** Opening TASK INPUTS block **
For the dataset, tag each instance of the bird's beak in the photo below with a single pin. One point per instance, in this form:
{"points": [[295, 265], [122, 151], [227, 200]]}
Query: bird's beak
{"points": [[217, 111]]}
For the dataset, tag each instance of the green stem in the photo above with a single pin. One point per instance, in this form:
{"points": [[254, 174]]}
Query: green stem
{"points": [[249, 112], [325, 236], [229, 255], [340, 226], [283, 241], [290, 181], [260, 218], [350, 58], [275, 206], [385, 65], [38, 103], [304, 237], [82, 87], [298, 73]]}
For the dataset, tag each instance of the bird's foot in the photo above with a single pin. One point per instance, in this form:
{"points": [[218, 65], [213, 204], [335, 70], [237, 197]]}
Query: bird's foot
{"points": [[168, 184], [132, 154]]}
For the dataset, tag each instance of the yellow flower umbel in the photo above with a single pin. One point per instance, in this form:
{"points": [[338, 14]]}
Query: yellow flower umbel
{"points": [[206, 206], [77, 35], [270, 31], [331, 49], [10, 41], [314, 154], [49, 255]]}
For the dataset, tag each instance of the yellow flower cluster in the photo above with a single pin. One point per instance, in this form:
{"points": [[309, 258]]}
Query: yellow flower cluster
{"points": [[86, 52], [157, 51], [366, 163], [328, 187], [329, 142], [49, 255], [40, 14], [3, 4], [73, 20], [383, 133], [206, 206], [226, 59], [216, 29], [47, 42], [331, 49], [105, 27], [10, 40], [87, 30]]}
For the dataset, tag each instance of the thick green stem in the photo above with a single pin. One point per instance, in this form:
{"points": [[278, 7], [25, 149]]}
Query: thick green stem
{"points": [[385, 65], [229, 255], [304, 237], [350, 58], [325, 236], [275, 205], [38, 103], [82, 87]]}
** Closing TASK INPUTS block **
• **DIRECTIONS FOR THIS TASK**:
Your reply should hold every line from the data that contains "above", copied in full.

• **THE ANSWER**:
For the dataset, tag each instance of the green stem in the photo above with a single pin. One point per instance, in this form:
For the dataset, tag each instance of the bird's foot in the photo above with a single pin. One point per instance, in this form:
For the dataset, tag each instance of the yellow flower umbel in the photo above with a single pin. One point per instance, in this form:
For the dataset, tag each instance of the yellow flower cluster in the photo above with a single pin. One point per instance, in this form:
For the dataset, tag each instance of the thick green stem in the photo above with a single pin. One point per instance, in this form:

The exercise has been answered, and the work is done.